In 2003, a Bush-administration official claimed that Pagans don't do charity work. I have heard this claim in other quarters as well.
However, there is a lot of service to the community and charity work being done by Pagans; it's just that we don't always get recognition, or seek it. There's a fascinating discussion of why there aren't many specifically Pagan charities at the Wild Hunt (see the comments section) and an older Witchvox article from 2003 musing over the very same topic.
Just last week, Jarred at The Musings of a Confused Man highlighted a charity that he is involved with called Kiva, where people can give microloans directly to people in the developing world.
I know personally two Wiccans who go to a homeless shelter to help out on Christmas day. (I bet they don't wear pentagram T-shirts there.) There must be many more.
Pagan chaplaincy for hospitals, the military, prisons and universities is another very important service offered by Pagans, in both the UK and the US, and all the chaplains are volunteers. It can be difficult for chaplains to get recognition, especially in universities.
Lots of covens, groves and hearths hold fundraising drives. Sometimes the charity they give the money to declines it, or doesn't acknowledge to other donors that it is from Pagans.
To me, Christian charities always seem like a thinly-veiled attempt to evangelise. You know, "look how nice Christians are, helping the poor and oppressed; that's why you should become a Christian".

### TO DO
1. In the post about Pagan charity work, what does Kiva let people do?
2. Carry on writing the post about Pagan charity work from the point where it stops.

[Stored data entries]
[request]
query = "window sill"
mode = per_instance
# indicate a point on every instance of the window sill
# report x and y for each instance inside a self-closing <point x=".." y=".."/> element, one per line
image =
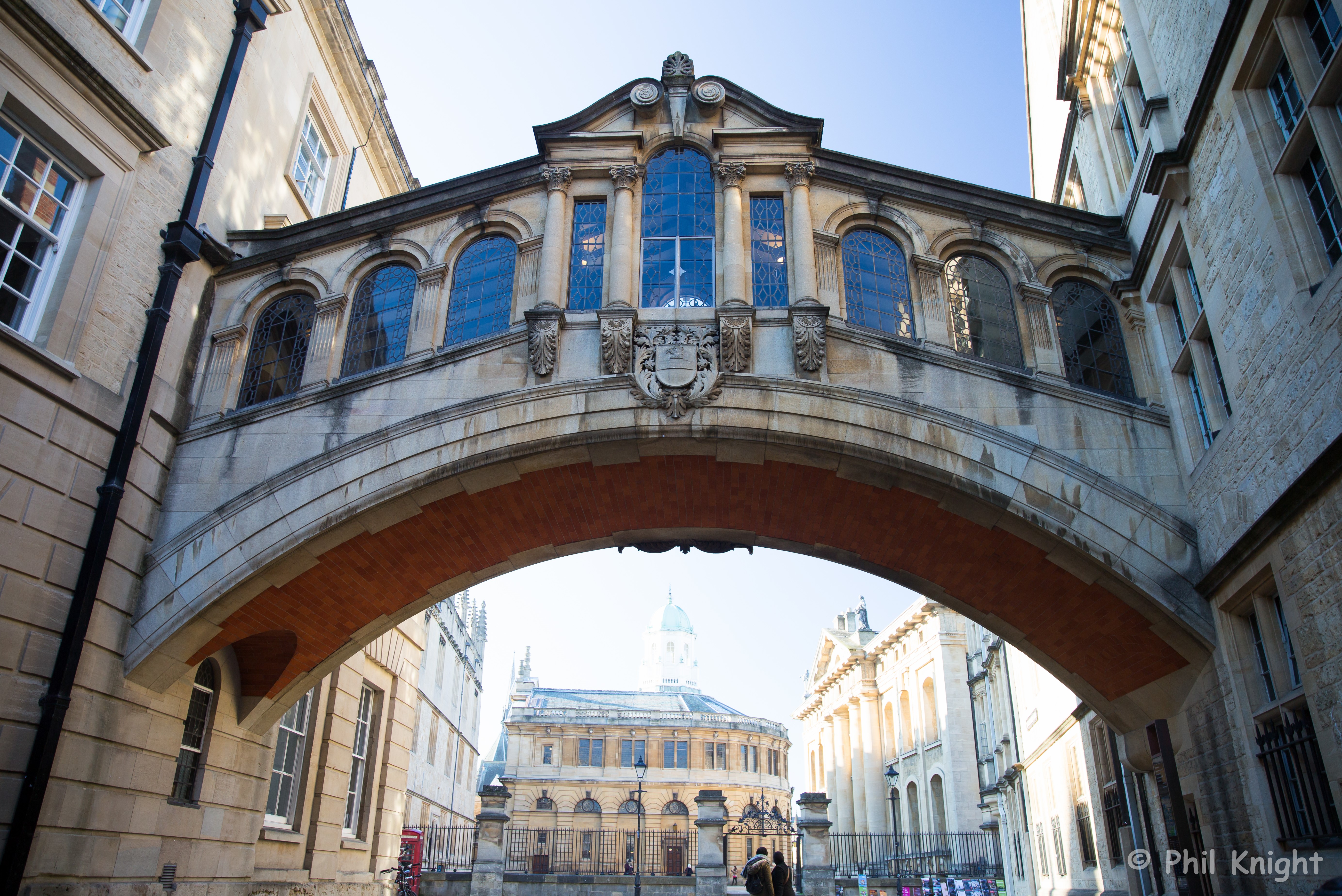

### EXERCISE RESULTS
1. Give microloans directly to people in the developing world.

2.
That's why Pagans support (and get involved in) secular charity work: because we're not interested in making converts. And that's why Pagan charities are usually focussed on specifically Pagan issues, because other charities don't address those issues.
In fact, there aren't that many charities specific to other religions either, though many religions have an ethic of service. For instance, Sikhs give 10% (yes, 10%) of their income to charity, but there are no specifically Sikh charities that I know of. Jews are very charitable (Jewish housewives have a row of jam-jars labelled for different charities on their windowsills and put spare change in them, apparently) but I can't think of any internationally-known charity that is specifically Jewish. And so on and so forth for all the other major religions, but no-one accuses them of being away with the fairies and not caring about others. I expect Pagans donate more to environmental causes and animals, but that's good because other people always seem to be raising money for cancer and kids, but never for wildlife or oppressed tribal peoples.